Pathological demand avoidance (PDA) is a profile of autism spectrum disorder and a proposed sub-type. Characteristics ascribed to the condition include greater refusal to do what is asked of the person, even to activities the person would normally like, due to extreme levels of anxiety and lack of autonomy. Although PDA has its own traits that are separate from autism, they generally meet the diagnostic criteria by having significant differences in social interaction and communication and presenting restricted and repetitive behaviours. Some notable differences in PDA compared to classic autism spectrum disorders are that individuals appear to be more sociable, have better social skills and social understanding, tend to be more interested in people than objects, are more comfortable with pretend play, and tend to be more imaginative. 

PDA is not recognized by either the DSM-5 or the ICD-10.

The term was proposed in 1980 by the UK child psychologist Elizabeth Ann Newson.

Recognition
Pathological demand avoidance is not recognized by the DSM-5 or ICD-10, the two main classification systems for mental disorders. To be recognized, a sufficient amount of consensus and clinical history needs to be present, and as a newly proposed condition, PDA had not met the standard of evidence required at the time of recent revisions. However, DSM-5 also moved from sub-type classification to the use of ‘Autistic Spectrum Disorder’, which allows for the behavioural traits of different profiles to be described.

In 2011, the National Institute for Health and Care Excellence commented on the fact that PDA has been proposed as part of the autism spectrum but did not include further discussion within the guideline. NICE guidance also expects an ‘ASD’ diagnosis be accompanied by a diagnostic assessment, providing a profile of key strengths and difficulties. Demand Avoidance is listed as a ‘sign or symptom of ASD’ (Appendix 3).

Christopher Gillberg wrote a commentary article in 2014 that reviewed recent research and stated, “Experienced clinicians throughout child psychiatry, child neurology and paediatrics testify to its existence and the very major problems encountered when it comes to intervention and treatment.”

Proposed diagnostic criteria
As of 2014 there are no recognized diagnostic criteria. Criteria proposed by Newson include:

Passive early history in the first year, avoiding ordinary demands and missing milestones
Continuing to avoid demands, panic attacks if demands are escalated
Surface sociability, but apparent lack of sense of social identity
Lability of mood and impulsivity
Comfortable in role play and pretending
Language delay, seemingly the result of passivity, often caught up quickly
Obsessive behavior
Neurological signs (awkwardness, similar to autism spectrum disorders)
——————
### Work request 1
In the pathological demand avoidance article, who proposed the term, and in what year?
### Work request 2
Pick up the pathological demand avoidance article after its final line and write what comes next.
The records that follow the pathological demand avoidance article come from a separate source.
——————
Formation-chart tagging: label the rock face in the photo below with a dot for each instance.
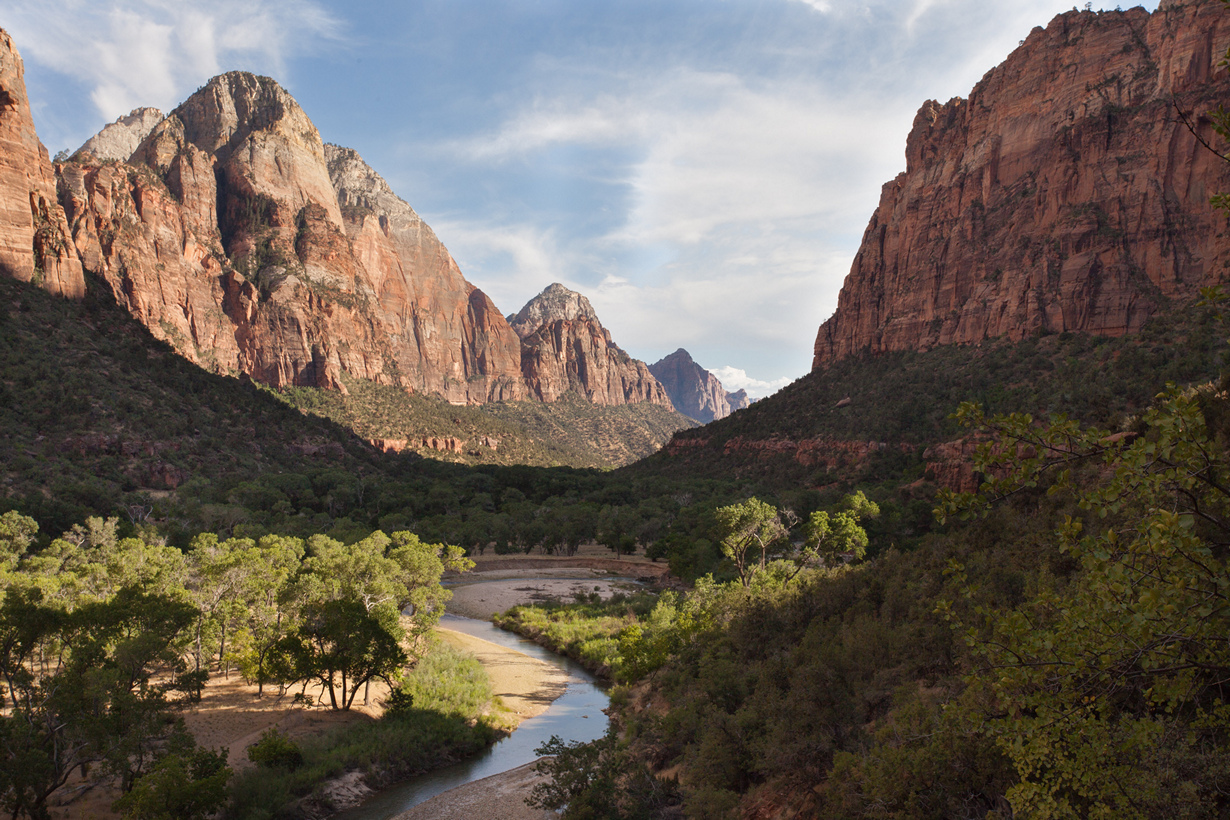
(234, 234)
(1064, 194)
(694, 391)
(565, 347)
(231, 231)
(35, 244)
(121, 138)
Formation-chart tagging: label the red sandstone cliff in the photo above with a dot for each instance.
(235, 235)
(565, 347)
(1063, 194)
(694, 391)
(33, 235)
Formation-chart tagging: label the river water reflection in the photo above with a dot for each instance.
(577, 714)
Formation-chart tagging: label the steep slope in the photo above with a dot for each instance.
(695, 392)
(566, 348)
(117, 140)
(225, 236)
(33, 235)
(1064, 194)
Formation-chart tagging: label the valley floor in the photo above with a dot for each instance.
(230, 716)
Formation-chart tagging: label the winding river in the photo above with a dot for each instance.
(577, 714)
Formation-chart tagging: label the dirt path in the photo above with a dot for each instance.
(525, 686)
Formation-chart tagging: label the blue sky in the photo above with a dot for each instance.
(701, 170)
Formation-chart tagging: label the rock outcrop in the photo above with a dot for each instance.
(117, 140)
(694, 391)
(35, 244)
(234, 234)
(566, 348)
(1064, 194)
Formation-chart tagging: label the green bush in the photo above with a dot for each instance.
(276, 750)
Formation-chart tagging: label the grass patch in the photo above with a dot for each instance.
(449, 718)
(586, 632)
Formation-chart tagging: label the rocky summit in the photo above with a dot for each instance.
(565, 348)
(695, 392)
(1067, 193)
(35, 241)
(235, 234)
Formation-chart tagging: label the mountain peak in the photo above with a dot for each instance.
(555, 304)
(694, 391)
(117, 140)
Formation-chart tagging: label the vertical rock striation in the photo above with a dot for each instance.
(117, 140)
(35, 244)
(1064, 194)
(236, 235)
(695, 392)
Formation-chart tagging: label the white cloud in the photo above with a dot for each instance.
(823, 6)
(155, 52)
(734, 379)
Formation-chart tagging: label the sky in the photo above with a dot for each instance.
(701, 170)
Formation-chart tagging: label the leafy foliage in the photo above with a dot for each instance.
(1111, 689)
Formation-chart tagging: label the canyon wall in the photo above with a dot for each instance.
(235, 234)
(1064, 194)
(566, 348)
(694, 391)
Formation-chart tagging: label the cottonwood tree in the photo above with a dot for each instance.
(1108, 690)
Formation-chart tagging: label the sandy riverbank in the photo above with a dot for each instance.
(499, 797)
(230, 716)
(485, 593)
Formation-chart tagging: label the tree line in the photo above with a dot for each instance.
(105, 638)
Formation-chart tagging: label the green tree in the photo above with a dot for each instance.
(1108, 690)
(749, 530)
(343, 646)
(186, 783)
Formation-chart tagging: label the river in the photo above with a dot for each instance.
(577, 714)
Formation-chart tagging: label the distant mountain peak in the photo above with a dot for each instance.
(554, 304)
(694, 391)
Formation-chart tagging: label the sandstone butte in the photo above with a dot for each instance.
(1064, 194)
(565, 347)
(236, 235)
(694, 391)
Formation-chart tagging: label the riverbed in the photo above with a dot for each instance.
(577, 714)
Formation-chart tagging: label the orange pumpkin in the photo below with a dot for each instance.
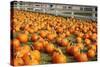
(23, 38)
(91, 53)
(49, 48)
(34, 37)
(18, 62)
(38, 45)
(64, 42)
(15, 43)
(58, 58)
(81, 57)
(79, 40)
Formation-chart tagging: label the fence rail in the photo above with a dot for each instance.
(58, 11)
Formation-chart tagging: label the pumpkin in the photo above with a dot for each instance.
(49, 48)
(34, 37)
(81, 57)
(38, 45)
(91, 53)
(23, 38)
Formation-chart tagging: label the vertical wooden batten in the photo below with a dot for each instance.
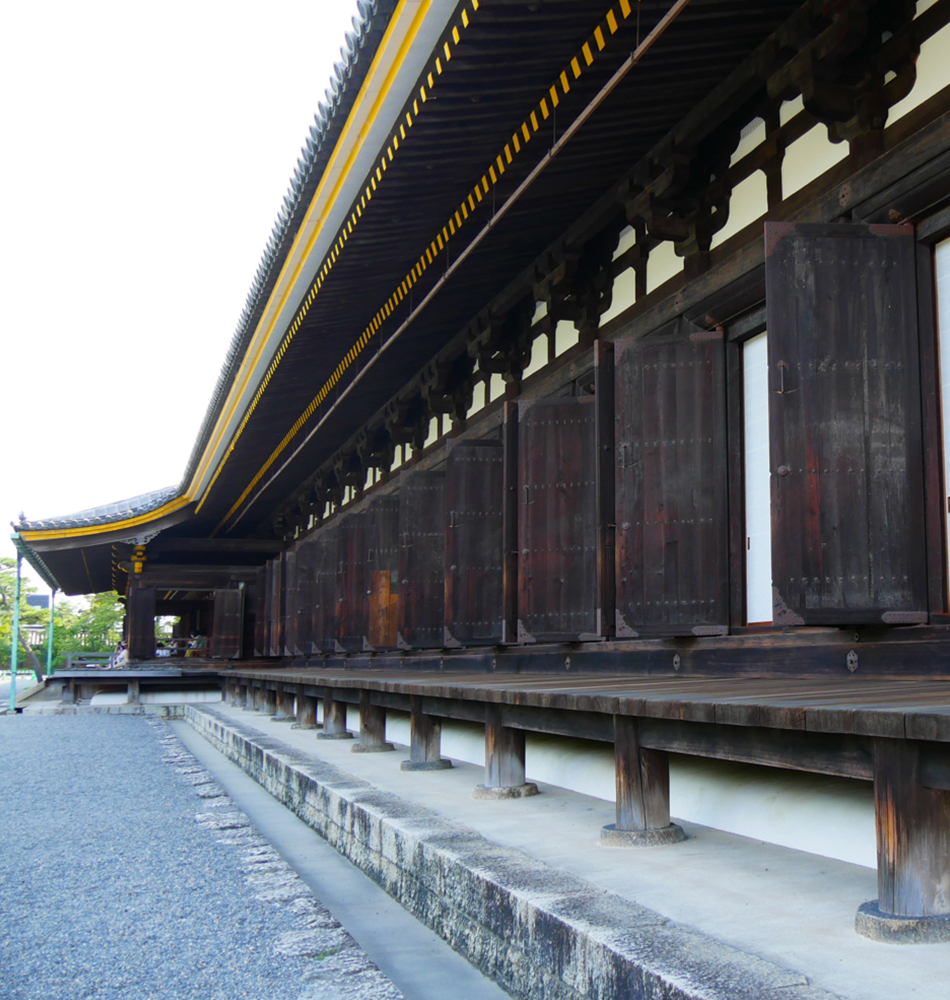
(672, 487)
(848, 516)
(474, 549)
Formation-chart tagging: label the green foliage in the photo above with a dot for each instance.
(93, 625)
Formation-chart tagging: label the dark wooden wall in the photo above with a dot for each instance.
(474, 549)
(848, 542)
(612, 506)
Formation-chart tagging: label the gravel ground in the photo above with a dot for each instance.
(127, 872)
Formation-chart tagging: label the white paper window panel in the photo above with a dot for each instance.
(758, 503)
(942, 273)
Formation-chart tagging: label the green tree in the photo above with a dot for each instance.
(93, 625)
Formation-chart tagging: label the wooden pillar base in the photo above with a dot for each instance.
(440, 764)
(494, 793)
(913, 851)
(610, 836)
(268, 703)
(306, 712)
(284, 712)
(504, 760)
(334, 720)
(888, 929)
(643, 793)
(372, 728)
(425, 741)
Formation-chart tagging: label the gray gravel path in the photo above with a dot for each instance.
(126, 872)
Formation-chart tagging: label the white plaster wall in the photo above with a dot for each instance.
(105, 698)
(810, 155)
(933, 69)
(832, 817)
(662, 264)
(624, 294)
(749, 201)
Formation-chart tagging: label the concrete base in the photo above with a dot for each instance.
(524, 791)
(871, 923)
(610, 836)
(371, 748)
(442, 764)
(538, 931)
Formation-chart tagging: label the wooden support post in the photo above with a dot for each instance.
(334, 719)
(509, 625)
(425, 741)
(306, 711)
(604, 486)
(284, 711)
(372, 728)
(504, 760)
(913, 851)
(643, 792)
(268, 703)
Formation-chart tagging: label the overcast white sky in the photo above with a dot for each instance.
(145, 152)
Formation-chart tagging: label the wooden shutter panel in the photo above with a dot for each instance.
(141, 612)
(421, 560)
(290, 603)
(304, 599)
(672, 503)
(276, 630)
(228, 624)
(845, 437)
(557, 524)
(325, 560)
(352, 618)
(382, 572)
(259, 612)
(474, 552)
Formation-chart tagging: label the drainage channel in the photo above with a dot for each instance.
(417, 961)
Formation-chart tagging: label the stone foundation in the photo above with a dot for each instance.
(537, 931)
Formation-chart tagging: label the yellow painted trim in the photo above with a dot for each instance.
(102, 529)
(454, 224)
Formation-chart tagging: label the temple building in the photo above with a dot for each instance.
(592, 385)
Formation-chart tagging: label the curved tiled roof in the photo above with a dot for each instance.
(144, 503)
(357, 54)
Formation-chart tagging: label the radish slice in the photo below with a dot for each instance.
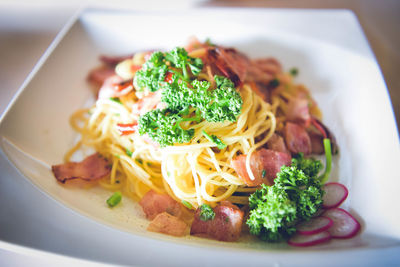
(314, 226)
(335, 194)
(299, 240)
(344, 224)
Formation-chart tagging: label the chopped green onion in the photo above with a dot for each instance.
(129, 153)
(206, 212)
(187, 204)
(215, 140)
(114, 199)
(274, 83)
(264, 172)
(116, 99)
(208, 42)
(328, 155)
(294, 71)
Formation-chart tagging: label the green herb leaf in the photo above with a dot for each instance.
(274, 83)
(128, 152)
(328, 156)
(263, 173)
(294, 197)
(294, 71)
(206, 212)
(116, 99)
(187, 204)
(114, 199)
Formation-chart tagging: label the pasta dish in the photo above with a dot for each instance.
(196, 134)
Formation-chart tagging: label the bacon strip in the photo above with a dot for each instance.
(115, 86)
(264, 163)
(91, 168)
(229, 62)
(297, 139)
(153, 204)
(277, 143)
(226, 225)
(298, 111)
(165, 223)
(263, 70)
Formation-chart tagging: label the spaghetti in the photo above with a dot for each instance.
(196, 172)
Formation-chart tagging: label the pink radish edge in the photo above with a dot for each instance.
(315, 225)
(344, 224)
(332, 198)
(299, 240)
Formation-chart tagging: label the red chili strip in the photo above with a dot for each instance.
(127, 128)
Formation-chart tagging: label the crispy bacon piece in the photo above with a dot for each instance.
(317, 132)
(154, 204)
(229, 62)
(263, 70)
(226, 225)
(277, 143)
(165, 223)
(91, 168)
(297, 138)
(317, 146)
(298, 111)
(264, 163)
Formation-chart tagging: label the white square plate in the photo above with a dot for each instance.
(335, 62)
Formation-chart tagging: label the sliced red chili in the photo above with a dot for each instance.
(127, 128)
(168, 77)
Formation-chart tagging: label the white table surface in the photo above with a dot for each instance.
(27, 29)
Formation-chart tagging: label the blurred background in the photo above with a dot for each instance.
(28, 27)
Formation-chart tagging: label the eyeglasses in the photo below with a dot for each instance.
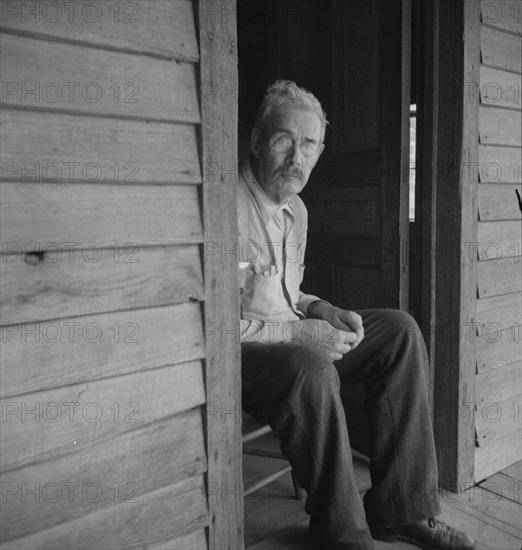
(283, 144)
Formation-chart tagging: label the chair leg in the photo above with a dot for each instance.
(297, 490)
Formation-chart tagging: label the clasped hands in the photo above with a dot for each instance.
(330, 329)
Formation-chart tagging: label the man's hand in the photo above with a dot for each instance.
(340, 319)
(321, 335)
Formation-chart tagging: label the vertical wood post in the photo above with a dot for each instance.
(219, 93)
(456, 226)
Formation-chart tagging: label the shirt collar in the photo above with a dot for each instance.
(267, 206)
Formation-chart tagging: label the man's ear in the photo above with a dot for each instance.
(319, 152)
(255, 142)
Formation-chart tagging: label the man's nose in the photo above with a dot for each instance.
(296, 154)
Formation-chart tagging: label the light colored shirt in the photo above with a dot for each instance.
(272, 248)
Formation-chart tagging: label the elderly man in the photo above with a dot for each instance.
(296, 348)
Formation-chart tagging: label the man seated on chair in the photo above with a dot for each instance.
(296, 348)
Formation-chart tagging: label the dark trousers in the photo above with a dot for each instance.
(296, 389)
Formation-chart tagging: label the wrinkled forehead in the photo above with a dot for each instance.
(300, 112)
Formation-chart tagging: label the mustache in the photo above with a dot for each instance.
(289, 172)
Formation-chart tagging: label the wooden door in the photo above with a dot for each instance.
(358, 198)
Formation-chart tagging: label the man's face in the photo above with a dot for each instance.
(283, 174)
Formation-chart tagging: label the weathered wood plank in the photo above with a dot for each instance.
(498, 201)
(157, 516)
(502, 485)
(90, 281)
(485, 521)
(499, 240)
(492, 458)
(514, 471)
(61, 148)
(197, 540)
(161, 28)
(502, 277)
(499, 312)
(33, 216)
(500, 88)
(499, 164)
(498, 349)
(40, 356)
(500, 49)
(218, 47)
(500, 126)
(499, 385)
(496, 419)
(502, 14)
(104, 474)
(70, 419)
(93, 81)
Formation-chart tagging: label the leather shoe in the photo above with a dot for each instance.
(433, 534)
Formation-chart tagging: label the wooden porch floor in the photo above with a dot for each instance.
(490, 512)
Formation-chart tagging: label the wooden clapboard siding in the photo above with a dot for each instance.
(500, 88)
(498, 349)
(196, 540)
(495, 420)
(499, 240)
(501, 50)
(80, 149)
(500, 126)
(488, 457)
(502, 277)
(162, 28)
(64, 284)
(499, 297)
(157, 516)
(149, 88)
(497, 385)
(106, 215)
(151, 457)
(502, 14)
(499, 164)
(498, 201)
(144, 290)
(96, 347)
(142, 398)
(500, 311)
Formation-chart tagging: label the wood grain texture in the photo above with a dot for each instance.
(500, 312)
(500, 49)
(354, 211)
(59, 148)
(158, 516)
(108, 82)
(161, 28)
(500, 126)
(502, 14)
(496, 419)
(33, 216)
(218, 47)
(502, 277)
(497, 385)
(492, 458)
(90, 281)
(499, 240)
(499, 164)
(498, 201)
(57, 429)
(500, 88)
(498, 349)
(196, 540)
(122, 469)
(40, 356)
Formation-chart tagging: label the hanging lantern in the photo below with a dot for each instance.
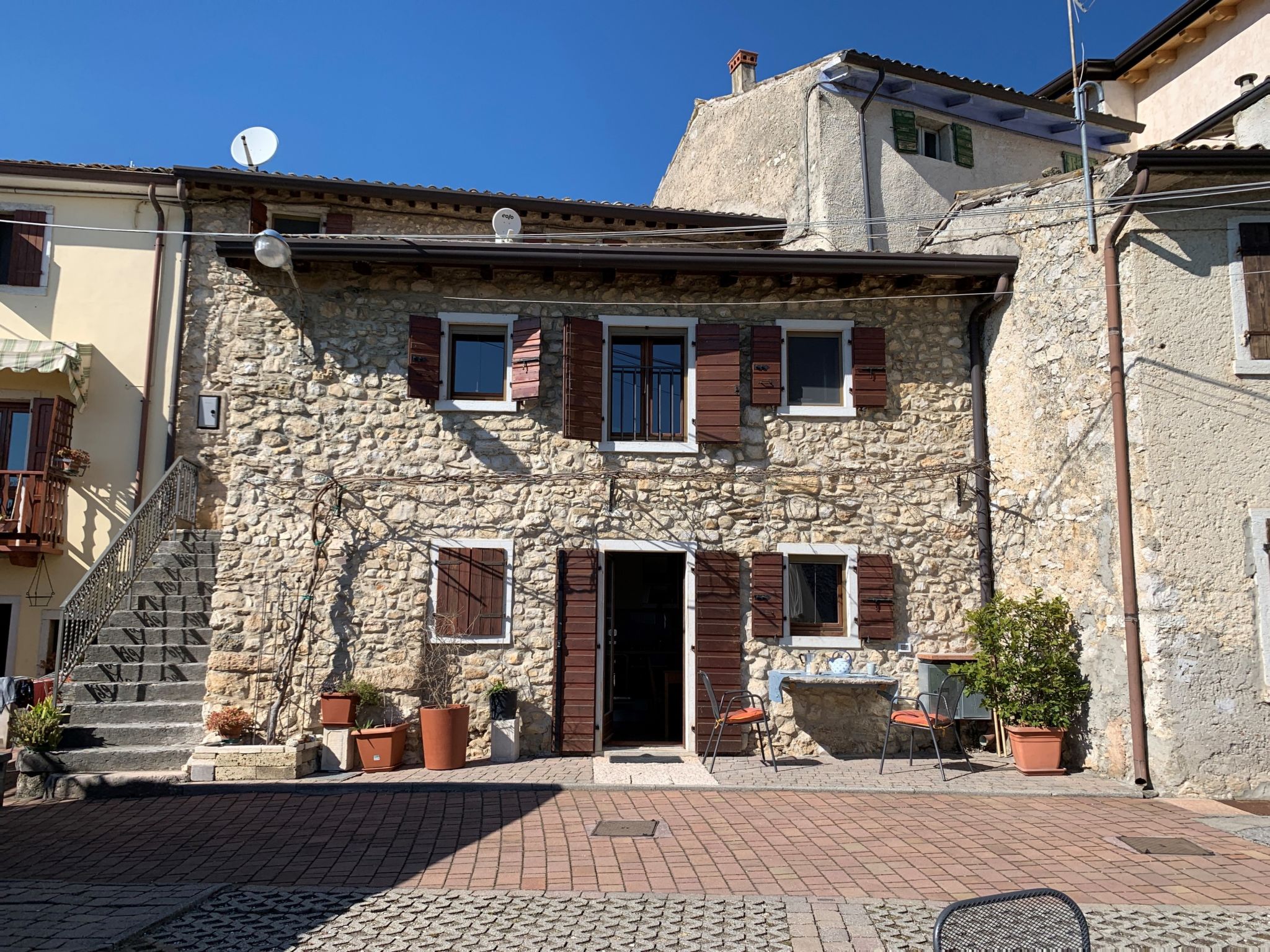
(40, 596)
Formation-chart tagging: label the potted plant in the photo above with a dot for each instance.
(229, 723)
(1028, 669)
(71, 462)
(380, 744)
(502, 701)
(442, 724)
(339, 706)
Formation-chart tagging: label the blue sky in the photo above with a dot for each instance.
(578, 99)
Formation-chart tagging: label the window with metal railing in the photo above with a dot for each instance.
(646, 387)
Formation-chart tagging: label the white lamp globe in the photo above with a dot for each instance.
(272, 250)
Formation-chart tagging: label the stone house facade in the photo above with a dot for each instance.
(790, 146)
(793, 475)
(1197, 390)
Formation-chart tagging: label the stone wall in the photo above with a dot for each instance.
(332, 403)
(1196, 465)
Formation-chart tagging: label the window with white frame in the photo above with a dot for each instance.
(649, 385)
(477, 362)
(821, 594)
(470, 598)
(1249, 239)
(815, 368)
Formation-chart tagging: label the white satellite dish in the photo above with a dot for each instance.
(253, 148)
(507, 224)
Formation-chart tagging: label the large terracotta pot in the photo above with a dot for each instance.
(1038, 751)
(338, 710)
(380, 748)
(445, 736)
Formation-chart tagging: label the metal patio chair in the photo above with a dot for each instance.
(939, 718)
(739, 707)
(1026, 919)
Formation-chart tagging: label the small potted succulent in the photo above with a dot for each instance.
(502, 701)
(229, 724)
(71, 462)
(1029, 672)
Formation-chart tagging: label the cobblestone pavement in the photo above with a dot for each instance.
(43, 915)
(916, 847)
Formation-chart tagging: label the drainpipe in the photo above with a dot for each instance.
(864, 159)
(1123, 496)
(980, 421)
(178, 333)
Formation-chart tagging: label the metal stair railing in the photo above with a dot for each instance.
(98, 593)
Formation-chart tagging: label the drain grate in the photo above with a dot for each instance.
(1165, 845)
(625, 828)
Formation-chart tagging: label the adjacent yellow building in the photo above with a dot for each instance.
(82, 309)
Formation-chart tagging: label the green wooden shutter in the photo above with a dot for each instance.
(905, 123)
(963, 146)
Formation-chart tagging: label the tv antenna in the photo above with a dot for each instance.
(507, 225)
(253, 148)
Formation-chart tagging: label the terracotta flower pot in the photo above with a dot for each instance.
(1038, 751)
(445, 736)
(338, 710)
(380, 748)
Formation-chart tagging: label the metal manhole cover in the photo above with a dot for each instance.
(625, 828)
(1165, 845)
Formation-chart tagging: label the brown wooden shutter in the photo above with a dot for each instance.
(718, 372)
(424, 374)
(718, 640)
(577, 630)
(869, 367)
(258, 216)
(27, 252)
(339, 223)
(765, 366)
(470, 586)
(526, 358)
(768, 596)
(1255, 252)
(876, 596)
(584, 379)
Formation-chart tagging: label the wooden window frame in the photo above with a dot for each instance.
(508, 547)
(463, 403)
(798, 637)
(1245, 364)
(846, 408)
(638, 327)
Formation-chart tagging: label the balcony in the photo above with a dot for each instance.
(32, 513)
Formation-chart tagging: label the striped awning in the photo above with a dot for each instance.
(50, 357)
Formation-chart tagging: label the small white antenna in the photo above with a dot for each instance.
(253, 148)
(507, 225)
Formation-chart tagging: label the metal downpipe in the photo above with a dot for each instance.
(980, 421)
(1123, 488)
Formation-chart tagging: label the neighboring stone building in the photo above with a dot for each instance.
(785, 414)
(1181, 70)
(1197, 328)
(789, 146)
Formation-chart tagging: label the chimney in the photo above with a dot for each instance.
(742, 69)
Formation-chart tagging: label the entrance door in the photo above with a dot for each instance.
(643, 671)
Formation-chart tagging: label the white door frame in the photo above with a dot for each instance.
(690, 625)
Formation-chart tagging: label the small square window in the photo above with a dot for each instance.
(814, 363)
(478, 363)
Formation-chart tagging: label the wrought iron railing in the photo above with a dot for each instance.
(97, 594)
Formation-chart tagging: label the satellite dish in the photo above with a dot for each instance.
(507, 224)
(253, 148)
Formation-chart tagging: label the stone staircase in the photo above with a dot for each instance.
(136, 700)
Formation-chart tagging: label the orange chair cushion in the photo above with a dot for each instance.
(746, 715)
(916, 719)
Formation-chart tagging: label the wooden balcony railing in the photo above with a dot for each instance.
(32, 512)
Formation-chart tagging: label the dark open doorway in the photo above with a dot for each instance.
(643, 677)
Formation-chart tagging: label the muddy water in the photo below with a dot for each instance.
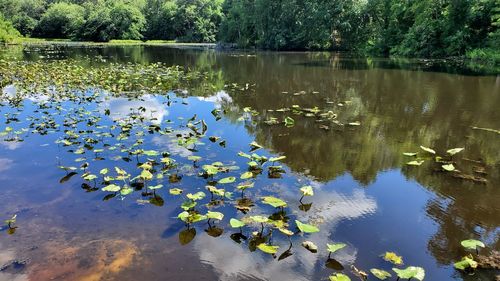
(365, 194)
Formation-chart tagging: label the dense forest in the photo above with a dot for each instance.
(412, 28)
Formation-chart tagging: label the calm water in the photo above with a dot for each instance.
(365, 195)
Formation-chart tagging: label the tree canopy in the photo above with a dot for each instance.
(423, 28)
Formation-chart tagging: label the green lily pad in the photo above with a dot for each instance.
(307, 190)
(175, 191)
(472, 244)
(111, 188)
(227, 180)
(273, 201)
(269, 249)
(246, 175)
(410, 272)
(306, 228)
(235, 223)
(454, 151)
(339, 277)
(448, 167)
(215, 215)
(429, 150)
(466, 263)
(393, 258)
(380, 274)
(332, 248)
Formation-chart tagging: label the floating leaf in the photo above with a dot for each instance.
(410, 272)
(259, 219)
(415, 163)
(430, 150)
(307, 190)
(111, 188)
(332, 248)
(393, 257)
(188, 204)
(310, 246)
(448, 167)
(273, 201)
(244, 186)
(215, 215)
(246, 175)
(466, 263)
(194, 158)
(306, 228)
(380, 274)
(255, 145)
(90, 177)
(126, 191)
(215, 190)
(187, 236)
(196, 196)
(175, 191)
(454, 151)
(146, 175)
(269, 249)
(154, 187)
(472, 244)
(274, 159)
(339, 277)
(227, 180)
(236, 223)
(289, 122)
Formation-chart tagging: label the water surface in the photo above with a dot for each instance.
(365, 195)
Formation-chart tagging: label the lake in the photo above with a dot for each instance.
(369, 139)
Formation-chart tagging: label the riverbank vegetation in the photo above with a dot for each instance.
(425, 28)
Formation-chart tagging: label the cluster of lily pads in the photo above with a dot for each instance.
(66, 98)
(448, 163)
(326, 118)
(468, 264)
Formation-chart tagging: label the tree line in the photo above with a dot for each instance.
(414, 28)
(105, 20)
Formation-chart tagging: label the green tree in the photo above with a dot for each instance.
(7, 31)
(126, 22)
(61, 20)
(160, 15)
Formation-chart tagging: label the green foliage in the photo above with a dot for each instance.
(425, 28)
(61, 20)
(7, 31)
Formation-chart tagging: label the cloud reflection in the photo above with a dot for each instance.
(234, 261)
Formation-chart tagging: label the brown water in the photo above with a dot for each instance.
(365, 195)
——————
### Answer box 1
The UK child psychologist Elizabeth Ann Newson proposed it in 1980.

### Answer box 2
The underlying cause of this avoidance is said to be a high level of anxiety, usually from expectations of demands being placed on children, which can lead to a feeling of not being in control of a situation. Children with PDA feel threatened when they are not in control of their environment and their actions, which triggers the fight, flight or freeze response.

History
Newson first began to look at PDA as a specific syndrome in the 1980s when certain children referred to the Child Development Clinic at the University of Nottingham appeared to display and share many of the same characteristics. These children had often been referred because they seemed to show many autistic traits, but were not typical in their presentation like those with classical autism or Asperger's syndrome. They had often been labelled as 'atypical autism' or Persistent Development Disorder-Not Otherwise Specified (PDD-NOS). Both of these terms were felt by parents to be unhelpful.

When Newson was made professor of developmental psychology at the University of Nottingham in 1994, she dedicated her inaugural lecture to talking about pathological demand avoidance syndrome.

In 1997, the PDA Society was established in the UK by parents of children with a PDA profile of autism. It became a registered charity in January 2016.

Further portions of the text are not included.